* [Do this]
Answer these questions from the Kerberos text, one answer to a line:
(a) What disadvantage of single sign-on does the text name?
(b) What kind of cryptography is Kerberos based on?
(c) What does the text list as principles?

* [Supplied passage]
↓
Kerberos

This section will introduce you to single sign-on (SSO), and its advantages, disadvantages, and limitations. Then, we will look at the Kerberos authentication protocol. Take note of the Kerberos components such as key distribution center (KDC), ticket granting service (TGS), ticket granting ticket (TGT), and authentication server (AS).

Access Control Technologies

Single Sign-On

Introduction
  • SSO is a technology that allows a user to enter credentials one time and be able to access all resources in primary and secondary network domains

Advantages
  • Reduces the amount of time users spend authenticating to resources.
  • Enable the administrator to streamline user accounts and better control access rights
  • Improves security by reducing the probability that users will write down their passwords
  • Reduces the administrators time in managing the access permissions

Limitations
  • Every platform application and resource needs to accept the same type of credentials, in the same format and interpret their meaning in the same way.

Disadvantages
  • Once an individual is in, he is in, thus giving a bigger scope to an attacker

Kerberos

Introduction
  • Kerberos is an authentication protocol that was designed in mid-1980 as part of MIT’s project Athena.
  • It works in a C/S model and is based on symmetric key cryptography
  • It is widely used in UNIX systems and also the default authentication method for windows 2k and 2k3 and is the de-facto standard for heterogeneous networks.

Kerberos Components
  • Key Distribution Center (KDC)
    • Holds all users and services secret key and info about the principles in the database
    • Provides an authentication service with the help of a service called AS
    • Provides key distribution functionality
    • Provides a ticket granting service (TGS)
  • Secret Keys are the keys shared between principle and KDC generally using symmetric key cryptography algorithm that are used to authenticate the principles and communicate securely
  • Principles are users, applications or any network services
  • A ticket is a token generated by KDC and given to a principle when one principle need to authenticate another principle
  • Realm is a set of principles. A KDC can be responsible for one or more realms. Realms allow an administrator to logically group resources and users.
  • Session Keys are the keys shared between the principles that will enable them communicate security

Kerberos Authentication Process
  • User enters username and password into the workstation (WS)
↑
* [Information given]
↓
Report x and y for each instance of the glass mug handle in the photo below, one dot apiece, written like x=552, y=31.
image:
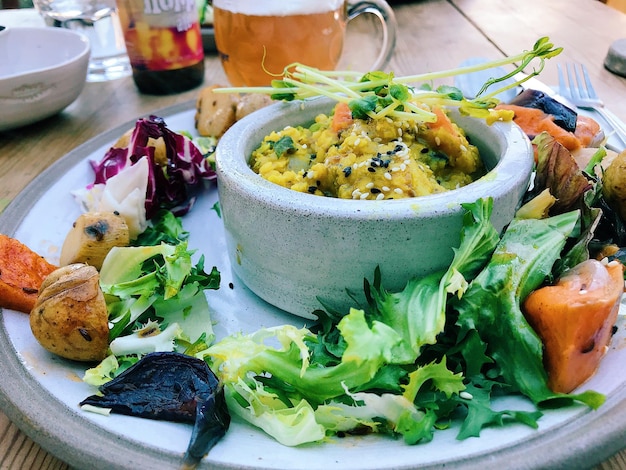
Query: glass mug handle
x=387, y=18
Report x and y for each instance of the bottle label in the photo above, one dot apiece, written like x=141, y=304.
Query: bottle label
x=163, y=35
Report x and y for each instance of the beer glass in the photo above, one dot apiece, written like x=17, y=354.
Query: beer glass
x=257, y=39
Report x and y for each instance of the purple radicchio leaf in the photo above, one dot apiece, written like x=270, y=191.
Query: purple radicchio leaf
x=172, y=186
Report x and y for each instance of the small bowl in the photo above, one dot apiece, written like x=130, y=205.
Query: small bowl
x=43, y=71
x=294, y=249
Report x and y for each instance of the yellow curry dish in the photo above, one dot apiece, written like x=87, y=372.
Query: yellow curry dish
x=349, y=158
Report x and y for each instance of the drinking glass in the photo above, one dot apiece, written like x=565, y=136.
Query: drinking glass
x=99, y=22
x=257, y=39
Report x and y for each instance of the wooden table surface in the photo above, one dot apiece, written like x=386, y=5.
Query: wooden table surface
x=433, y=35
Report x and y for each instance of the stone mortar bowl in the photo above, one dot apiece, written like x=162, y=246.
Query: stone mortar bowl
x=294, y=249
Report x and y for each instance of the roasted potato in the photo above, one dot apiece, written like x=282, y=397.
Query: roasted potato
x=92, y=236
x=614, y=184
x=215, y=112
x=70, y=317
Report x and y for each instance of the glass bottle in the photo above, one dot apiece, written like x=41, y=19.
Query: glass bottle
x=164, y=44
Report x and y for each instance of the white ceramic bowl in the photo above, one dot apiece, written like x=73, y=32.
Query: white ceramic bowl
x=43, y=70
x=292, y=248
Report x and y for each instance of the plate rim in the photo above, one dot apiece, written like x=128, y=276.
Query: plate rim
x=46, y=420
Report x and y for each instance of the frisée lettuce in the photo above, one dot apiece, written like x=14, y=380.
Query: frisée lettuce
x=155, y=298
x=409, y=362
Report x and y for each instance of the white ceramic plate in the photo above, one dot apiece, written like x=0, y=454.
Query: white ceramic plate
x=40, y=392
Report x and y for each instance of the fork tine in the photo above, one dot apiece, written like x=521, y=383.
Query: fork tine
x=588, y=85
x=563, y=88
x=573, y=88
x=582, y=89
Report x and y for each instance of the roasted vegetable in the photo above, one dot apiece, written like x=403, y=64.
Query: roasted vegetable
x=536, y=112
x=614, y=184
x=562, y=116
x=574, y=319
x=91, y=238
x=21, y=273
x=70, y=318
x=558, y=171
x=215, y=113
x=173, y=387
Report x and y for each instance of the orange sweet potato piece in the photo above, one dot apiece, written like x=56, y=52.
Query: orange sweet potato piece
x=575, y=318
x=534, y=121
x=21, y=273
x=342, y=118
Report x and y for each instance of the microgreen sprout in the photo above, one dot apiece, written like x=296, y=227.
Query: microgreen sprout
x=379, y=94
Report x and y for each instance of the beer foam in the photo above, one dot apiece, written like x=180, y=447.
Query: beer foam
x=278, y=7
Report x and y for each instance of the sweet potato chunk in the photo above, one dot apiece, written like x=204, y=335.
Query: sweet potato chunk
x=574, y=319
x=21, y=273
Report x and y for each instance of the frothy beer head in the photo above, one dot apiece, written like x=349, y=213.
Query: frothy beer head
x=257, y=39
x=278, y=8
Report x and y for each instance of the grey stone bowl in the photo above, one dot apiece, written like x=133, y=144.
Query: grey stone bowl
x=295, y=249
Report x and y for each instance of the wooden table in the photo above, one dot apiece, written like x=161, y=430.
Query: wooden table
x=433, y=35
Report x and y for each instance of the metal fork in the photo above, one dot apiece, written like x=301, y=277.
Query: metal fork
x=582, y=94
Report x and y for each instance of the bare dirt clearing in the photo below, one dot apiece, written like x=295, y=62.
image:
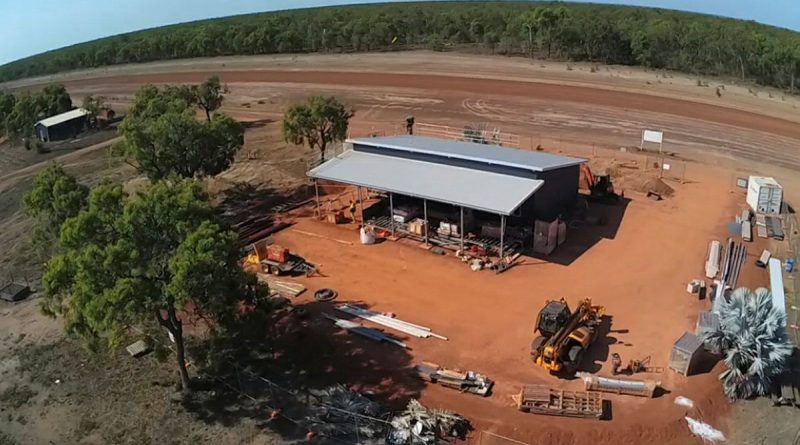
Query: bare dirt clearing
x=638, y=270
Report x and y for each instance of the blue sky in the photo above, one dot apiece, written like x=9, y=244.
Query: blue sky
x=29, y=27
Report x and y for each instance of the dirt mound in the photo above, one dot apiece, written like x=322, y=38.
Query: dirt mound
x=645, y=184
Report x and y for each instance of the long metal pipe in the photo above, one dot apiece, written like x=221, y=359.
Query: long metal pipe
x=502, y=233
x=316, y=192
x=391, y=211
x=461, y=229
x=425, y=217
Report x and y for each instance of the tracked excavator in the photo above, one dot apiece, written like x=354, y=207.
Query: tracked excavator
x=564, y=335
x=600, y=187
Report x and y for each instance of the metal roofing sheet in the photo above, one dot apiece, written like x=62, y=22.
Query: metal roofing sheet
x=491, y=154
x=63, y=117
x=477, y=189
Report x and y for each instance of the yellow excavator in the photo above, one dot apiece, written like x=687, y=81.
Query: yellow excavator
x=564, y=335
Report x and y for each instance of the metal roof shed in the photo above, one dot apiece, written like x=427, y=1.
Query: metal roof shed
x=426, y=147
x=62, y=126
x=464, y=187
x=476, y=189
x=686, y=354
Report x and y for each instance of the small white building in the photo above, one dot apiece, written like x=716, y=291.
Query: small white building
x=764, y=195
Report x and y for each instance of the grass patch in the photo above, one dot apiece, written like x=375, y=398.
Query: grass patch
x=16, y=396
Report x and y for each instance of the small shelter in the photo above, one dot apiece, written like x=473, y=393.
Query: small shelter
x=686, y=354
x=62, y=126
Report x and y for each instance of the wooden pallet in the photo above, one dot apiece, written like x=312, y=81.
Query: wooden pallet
↑
* [Result]
(a) Once an individual is in, he is in, which gives a bigger scope to an attacker.
(b) Symmetric key cryptography.
(c) Users, applications, or any network services.